— Document text —
— START —
I later tried a Shiner FM 966, which I didn’t dig so much, and one of their house beers that was just OK. I’ve been to JL a few other times, and while I’m terrible at remembering the names of the beers, I always like almost everything I try. I love asking the bartenders and servers for suggestions, and almost never do I outright hate whatever they recommend. It’s kind of too bad that so many of those beers have an alcohol content that rivals the high price, because I always leave wishing I’d had a chance to try a few more.

All that said, I’m still a Budwesier guy at heart. If that has beer nerds turning up their nose at me, well, I could not possibly care less.
I don’t care enough to memorize the names of all the unique beers I’ve tried over the last few years (though I wish I had). I don’t care if Miller and InBev are big, bad corporations, in fact, I visited the Miller brewery in Milwaukee and the Bud brewery in St. Louis and left feeling strangely proud of both in a patriotic sort of way, so there. I just love beer.
— END —
— Data provided —
— START —
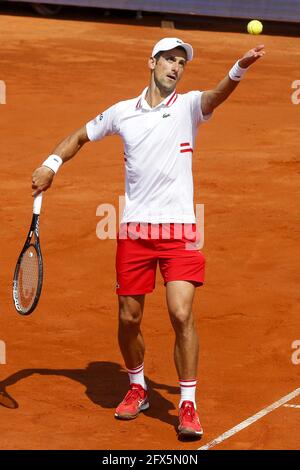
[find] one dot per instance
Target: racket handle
— END —
Output the part of the beer text between "All that said, I’m" and "just love beer.", inclusive, copying it word for word.

— Exercise output —
All that said, I’m still a Budwesier guy at heart. If that has beer nerds turning up their nose at me, well, I could not possibly care less.
I don’t care enough to memorize the names of all the unique beers I’ve tried over the last few years (though I wish I had). I don’t care if Miller and InBev are big, bad corporations, in fact, I visited the Miller brewery in Milwaukee and the Bud brewery in St. Louis and left feeling strangely proud of both in a patriotic sort of way, so there. I just love beer.